(Records from a data source)
--------

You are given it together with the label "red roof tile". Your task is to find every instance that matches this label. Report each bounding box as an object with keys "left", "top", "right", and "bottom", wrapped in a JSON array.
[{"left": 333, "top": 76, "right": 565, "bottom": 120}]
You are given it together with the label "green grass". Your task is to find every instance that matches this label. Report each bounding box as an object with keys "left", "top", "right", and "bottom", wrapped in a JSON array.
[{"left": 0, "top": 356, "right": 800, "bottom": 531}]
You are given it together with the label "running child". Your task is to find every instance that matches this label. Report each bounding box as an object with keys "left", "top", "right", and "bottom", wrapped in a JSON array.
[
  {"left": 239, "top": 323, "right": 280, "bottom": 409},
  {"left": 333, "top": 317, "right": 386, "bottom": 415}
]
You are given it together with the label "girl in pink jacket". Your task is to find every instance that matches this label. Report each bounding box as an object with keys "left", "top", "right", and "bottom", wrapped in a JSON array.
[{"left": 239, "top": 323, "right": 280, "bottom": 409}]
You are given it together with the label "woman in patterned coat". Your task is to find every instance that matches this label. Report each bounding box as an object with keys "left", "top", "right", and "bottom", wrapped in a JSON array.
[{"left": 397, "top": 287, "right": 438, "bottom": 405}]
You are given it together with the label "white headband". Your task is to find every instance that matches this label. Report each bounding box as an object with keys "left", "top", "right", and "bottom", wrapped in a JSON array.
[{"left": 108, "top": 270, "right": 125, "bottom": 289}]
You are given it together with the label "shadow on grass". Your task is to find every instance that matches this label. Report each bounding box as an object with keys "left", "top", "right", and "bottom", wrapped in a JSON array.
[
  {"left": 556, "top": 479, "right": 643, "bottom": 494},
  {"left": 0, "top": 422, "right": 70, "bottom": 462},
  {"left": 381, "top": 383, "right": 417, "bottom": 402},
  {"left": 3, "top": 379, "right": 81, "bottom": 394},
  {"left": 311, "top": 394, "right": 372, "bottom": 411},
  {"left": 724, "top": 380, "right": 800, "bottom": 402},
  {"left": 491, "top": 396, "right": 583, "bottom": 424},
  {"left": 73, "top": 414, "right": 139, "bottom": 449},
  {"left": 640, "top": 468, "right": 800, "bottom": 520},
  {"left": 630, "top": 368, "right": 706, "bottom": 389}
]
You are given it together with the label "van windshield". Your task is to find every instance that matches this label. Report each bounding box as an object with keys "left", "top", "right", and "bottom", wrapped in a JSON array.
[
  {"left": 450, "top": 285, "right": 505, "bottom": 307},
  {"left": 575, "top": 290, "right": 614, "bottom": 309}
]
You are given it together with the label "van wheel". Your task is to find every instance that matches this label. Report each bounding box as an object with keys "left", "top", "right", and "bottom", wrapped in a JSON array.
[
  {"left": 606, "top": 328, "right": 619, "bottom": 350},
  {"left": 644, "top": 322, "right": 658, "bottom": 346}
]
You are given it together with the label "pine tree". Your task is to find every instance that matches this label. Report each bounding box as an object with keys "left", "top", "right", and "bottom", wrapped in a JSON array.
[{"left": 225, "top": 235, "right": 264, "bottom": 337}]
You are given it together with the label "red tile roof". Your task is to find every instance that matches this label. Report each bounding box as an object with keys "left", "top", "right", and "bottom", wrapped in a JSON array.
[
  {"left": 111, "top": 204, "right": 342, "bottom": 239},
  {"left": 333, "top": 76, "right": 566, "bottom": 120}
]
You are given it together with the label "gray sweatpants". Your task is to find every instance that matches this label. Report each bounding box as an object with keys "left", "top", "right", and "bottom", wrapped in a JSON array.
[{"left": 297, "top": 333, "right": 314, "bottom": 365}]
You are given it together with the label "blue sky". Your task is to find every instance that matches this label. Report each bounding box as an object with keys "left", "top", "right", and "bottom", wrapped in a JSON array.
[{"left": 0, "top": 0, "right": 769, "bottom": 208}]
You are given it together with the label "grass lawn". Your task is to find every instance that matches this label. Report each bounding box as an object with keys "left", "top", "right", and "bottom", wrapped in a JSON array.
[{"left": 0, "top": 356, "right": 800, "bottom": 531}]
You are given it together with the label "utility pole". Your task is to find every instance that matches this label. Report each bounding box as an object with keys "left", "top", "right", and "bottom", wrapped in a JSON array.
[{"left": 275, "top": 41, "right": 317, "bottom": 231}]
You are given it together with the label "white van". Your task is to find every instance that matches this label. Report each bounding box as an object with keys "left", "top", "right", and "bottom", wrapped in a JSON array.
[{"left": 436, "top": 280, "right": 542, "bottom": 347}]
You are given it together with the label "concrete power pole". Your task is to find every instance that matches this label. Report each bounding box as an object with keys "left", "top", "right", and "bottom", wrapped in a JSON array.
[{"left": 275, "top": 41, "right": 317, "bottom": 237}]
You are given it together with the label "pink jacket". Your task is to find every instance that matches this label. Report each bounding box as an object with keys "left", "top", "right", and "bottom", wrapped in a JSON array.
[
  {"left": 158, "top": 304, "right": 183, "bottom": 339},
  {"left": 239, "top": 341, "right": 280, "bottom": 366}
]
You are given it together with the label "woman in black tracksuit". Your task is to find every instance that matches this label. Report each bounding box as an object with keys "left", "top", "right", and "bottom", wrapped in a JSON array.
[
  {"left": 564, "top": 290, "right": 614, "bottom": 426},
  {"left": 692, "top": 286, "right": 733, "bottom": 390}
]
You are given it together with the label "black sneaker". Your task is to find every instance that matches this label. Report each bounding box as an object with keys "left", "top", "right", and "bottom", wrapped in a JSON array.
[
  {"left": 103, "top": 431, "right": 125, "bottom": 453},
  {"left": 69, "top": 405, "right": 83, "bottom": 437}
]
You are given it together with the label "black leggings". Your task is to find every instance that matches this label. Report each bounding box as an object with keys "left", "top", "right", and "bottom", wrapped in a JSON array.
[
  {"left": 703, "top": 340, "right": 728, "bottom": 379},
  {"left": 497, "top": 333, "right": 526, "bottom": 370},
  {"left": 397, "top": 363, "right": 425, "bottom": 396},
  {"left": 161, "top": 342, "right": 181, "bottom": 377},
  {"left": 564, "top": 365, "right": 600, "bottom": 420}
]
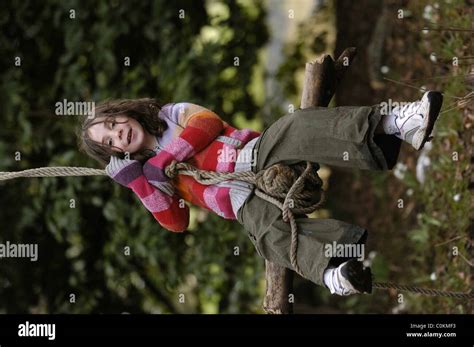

--------

Locate every line in the records above that contains the word "pink", and copy each such line.

> _EXPECTED ANSWER_:
You are given it together with the label "girl in pink jacket". Your task is to find every instance that matches this label. Report each bounding box as an object with keys "left", "top", "right", and "bottom", wrapped in a JSON array.
You are given it together with the label "pink jacket". Your task is to find every instance that matches this label. Report each bounding box as an object with keys "left", "top", "right", and "bottom", wrapped in a JSON array.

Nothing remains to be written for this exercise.